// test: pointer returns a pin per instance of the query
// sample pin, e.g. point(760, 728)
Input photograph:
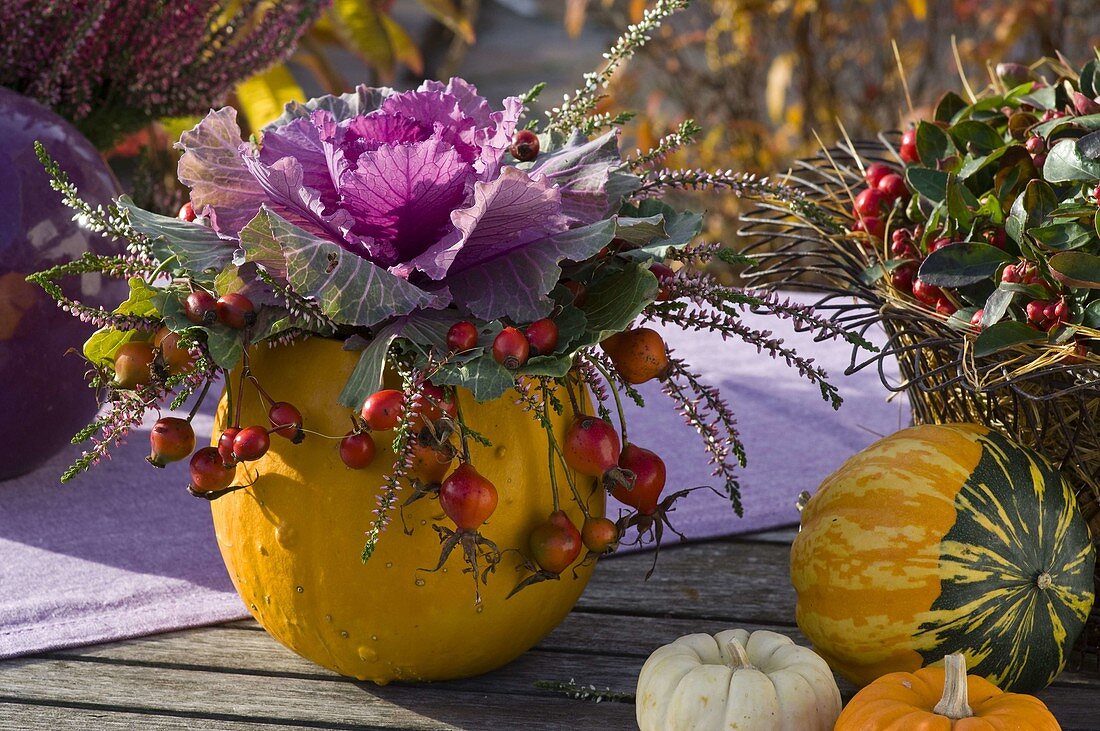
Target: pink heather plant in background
point(112, 67)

• **Your task**:
The answer should match the material exactly, with every picture removed.

• **Result of the task**:
// test: pointer returns a pin per instance of the query
// sample pin, e.g. point(760, 728)
Input photograph:
Target: pink heather plant in background
point(112, 67)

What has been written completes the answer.